**Stated task:**
Report each line of the items below that contains the word "black", copying every such line in full.

**Entries shown:**
-- BEGIN --

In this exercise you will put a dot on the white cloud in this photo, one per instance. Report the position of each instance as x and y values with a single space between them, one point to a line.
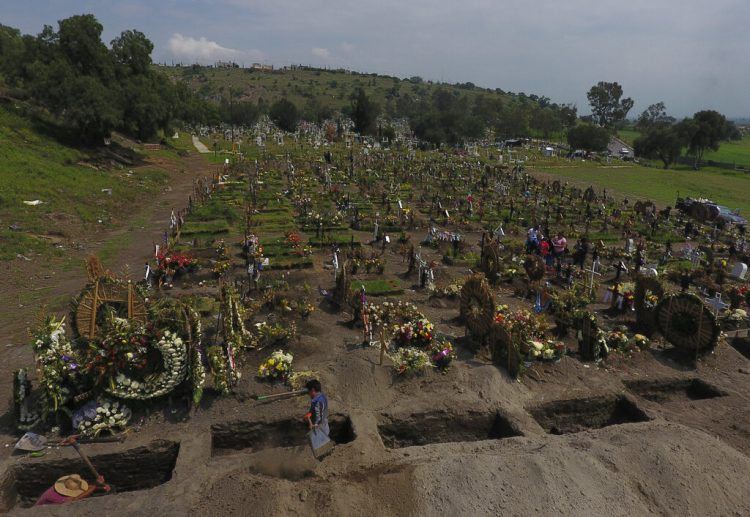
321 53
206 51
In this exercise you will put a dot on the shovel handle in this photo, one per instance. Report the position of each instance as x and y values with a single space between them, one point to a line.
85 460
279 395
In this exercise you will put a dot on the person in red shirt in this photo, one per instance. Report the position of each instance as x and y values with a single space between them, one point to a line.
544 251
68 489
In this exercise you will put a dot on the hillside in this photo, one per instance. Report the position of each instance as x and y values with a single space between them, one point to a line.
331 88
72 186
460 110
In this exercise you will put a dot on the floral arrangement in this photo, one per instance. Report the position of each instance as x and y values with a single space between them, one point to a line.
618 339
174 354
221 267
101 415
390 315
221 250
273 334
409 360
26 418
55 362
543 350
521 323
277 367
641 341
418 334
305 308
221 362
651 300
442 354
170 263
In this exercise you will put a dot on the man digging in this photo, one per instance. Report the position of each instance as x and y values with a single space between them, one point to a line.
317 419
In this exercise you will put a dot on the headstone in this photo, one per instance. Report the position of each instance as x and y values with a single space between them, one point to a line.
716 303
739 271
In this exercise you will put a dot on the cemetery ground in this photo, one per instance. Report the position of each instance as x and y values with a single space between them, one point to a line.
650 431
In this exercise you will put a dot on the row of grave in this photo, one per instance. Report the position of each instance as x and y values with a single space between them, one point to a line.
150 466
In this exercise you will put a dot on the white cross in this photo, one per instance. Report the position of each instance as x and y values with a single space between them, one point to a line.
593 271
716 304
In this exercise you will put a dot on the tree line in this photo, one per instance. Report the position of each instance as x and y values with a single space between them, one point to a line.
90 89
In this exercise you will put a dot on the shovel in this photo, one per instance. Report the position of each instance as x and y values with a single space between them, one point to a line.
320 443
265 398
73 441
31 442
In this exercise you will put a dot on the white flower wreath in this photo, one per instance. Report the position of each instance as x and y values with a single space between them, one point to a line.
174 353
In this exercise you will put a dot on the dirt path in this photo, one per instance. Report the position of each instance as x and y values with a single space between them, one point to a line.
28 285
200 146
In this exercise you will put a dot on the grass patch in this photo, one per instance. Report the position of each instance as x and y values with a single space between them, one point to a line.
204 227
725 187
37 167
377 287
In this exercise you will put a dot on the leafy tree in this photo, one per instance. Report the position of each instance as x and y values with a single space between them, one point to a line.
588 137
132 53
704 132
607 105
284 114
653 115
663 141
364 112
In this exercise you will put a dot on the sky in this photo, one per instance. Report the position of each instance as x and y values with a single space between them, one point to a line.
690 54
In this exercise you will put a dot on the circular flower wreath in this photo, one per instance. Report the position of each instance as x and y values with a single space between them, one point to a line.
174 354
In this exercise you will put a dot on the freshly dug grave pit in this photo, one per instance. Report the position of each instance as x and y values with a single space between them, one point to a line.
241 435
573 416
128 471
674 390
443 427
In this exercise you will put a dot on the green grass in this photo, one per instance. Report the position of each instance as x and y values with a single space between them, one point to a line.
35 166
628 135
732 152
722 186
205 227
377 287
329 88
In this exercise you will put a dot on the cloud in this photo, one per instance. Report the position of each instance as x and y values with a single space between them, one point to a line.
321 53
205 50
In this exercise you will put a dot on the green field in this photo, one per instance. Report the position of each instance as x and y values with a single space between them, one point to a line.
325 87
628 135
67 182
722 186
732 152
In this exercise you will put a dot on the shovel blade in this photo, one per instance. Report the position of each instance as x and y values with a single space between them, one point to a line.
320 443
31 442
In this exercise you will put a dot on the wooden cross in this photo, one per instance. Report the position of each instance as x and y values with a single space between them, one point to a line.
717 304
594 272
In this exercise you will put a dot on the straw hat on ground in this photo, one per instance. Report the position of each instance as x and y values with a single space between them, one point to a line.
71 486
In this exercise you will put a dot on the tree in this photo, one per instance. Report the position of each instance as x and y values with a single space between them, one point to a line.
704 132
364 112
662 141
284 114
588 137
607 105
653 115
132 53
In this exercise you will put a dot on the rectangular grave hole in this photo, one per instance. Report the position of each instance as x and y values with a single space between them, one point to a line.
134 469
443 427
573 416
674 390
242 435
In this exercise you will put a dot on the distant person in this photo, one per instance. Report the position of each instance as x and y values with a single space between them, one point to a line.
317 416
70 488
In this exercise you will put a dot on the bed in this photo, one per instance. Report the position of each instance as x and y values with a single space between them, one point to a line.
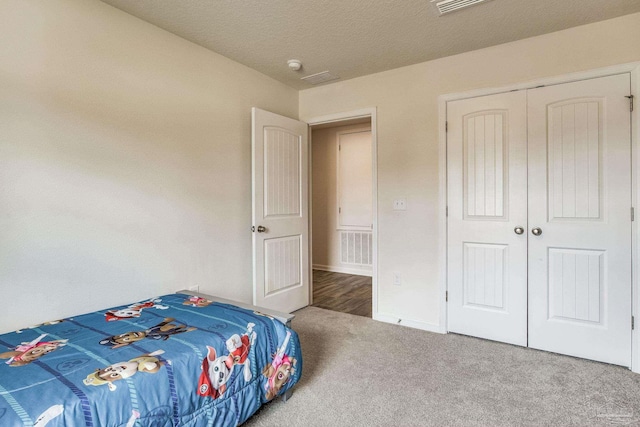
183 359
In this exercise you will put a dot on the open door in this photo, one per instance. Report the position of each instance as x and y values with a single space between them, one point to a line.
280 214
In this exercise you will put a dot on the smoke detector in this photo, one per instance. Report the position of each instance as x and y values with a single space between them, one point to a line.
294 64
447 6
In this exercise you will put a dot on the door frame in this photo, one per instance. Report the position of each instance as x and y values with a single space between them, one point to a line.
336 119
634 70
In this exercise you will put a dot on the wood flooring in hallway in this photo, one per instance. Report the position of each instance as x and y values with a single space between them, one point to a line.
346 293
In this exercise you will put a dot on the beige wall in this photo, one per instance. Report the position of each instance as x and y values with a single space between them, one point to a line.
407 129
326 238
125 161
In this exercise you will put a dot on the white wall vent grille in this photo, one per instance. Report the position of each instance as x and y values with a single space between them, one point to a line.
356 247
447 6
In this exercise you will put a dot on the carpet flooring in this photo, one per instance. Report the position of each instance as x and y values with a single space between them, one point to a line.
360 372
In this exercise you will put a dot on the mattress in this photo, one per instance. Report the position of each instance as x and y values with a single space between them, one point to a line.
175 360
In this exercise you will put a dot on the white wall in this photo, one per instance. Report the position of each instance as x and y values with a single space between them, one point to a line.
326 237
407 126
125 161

-- END --
-- BEGIN --

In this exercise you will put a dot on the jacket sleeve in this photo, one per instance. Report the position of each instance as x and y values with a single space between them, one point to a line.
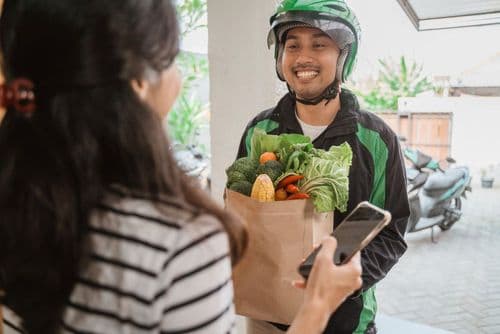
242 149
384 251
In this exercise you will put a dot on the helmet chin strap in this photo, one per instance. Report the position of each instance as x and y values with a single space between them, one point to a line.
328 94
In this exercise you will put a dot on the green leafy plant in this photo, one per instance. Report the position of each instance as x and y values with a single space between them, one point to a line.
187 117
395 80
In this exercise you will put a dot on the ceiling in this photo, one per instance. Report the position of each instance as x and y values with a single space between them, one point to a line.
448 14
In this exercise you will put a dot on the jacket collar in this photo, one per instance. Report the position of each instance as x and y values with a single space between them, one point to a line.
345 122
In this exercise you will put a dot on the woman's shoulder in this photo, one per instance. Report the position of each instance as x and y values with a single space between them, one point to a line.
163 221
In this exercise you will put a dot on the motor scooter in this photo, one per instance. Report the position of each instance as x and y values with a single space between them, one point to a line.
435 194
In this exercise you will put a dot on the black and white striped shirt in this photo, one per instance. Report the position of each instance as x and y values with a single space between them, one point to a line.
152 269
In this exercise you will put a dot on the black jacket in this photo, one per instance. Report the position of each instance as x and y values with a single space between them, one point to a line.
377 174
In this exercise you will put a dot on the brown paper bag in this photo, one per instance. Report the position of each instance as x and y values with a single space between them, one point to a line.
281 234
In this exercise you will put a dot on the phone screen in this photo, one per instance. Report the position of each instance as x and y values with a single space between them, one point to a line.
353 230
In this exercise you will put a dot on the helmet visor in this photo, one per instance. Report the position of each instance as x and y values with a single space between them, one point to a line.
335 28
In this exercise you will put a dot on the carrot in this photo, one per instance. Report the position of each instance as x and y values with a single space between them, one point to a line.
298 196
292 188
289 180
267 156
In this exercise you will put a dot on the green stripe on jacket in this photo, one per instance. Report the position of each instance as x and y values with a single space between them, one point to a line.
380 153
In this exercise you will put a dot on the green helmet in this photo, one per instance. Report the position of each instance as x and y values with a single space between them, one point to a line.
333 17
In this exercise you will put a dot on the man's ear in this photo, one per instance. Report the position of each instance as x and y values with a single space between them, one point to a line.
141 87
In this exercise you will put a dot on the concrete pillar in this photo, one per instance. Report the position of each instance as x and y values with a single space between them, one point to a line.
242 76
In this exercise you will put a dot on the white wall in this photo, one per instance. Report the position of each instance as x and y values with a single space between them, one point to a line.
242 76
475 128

-- END --
-- BEGIN --

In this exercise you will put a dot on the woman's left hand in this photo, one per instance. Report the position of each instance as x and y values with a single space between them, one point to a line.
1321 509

-- END --

**Correct answer:**
In this exercise you will put a dot on the black and white striped shirt in this photo, one per instance. Report the position of each instance as x and y values with a single space between them, one point to a line.
In this exercise you will put a dot on the black jacket in this photo, one per instance. Report the position of each instance as x and y values with a single space between them, one point to a line.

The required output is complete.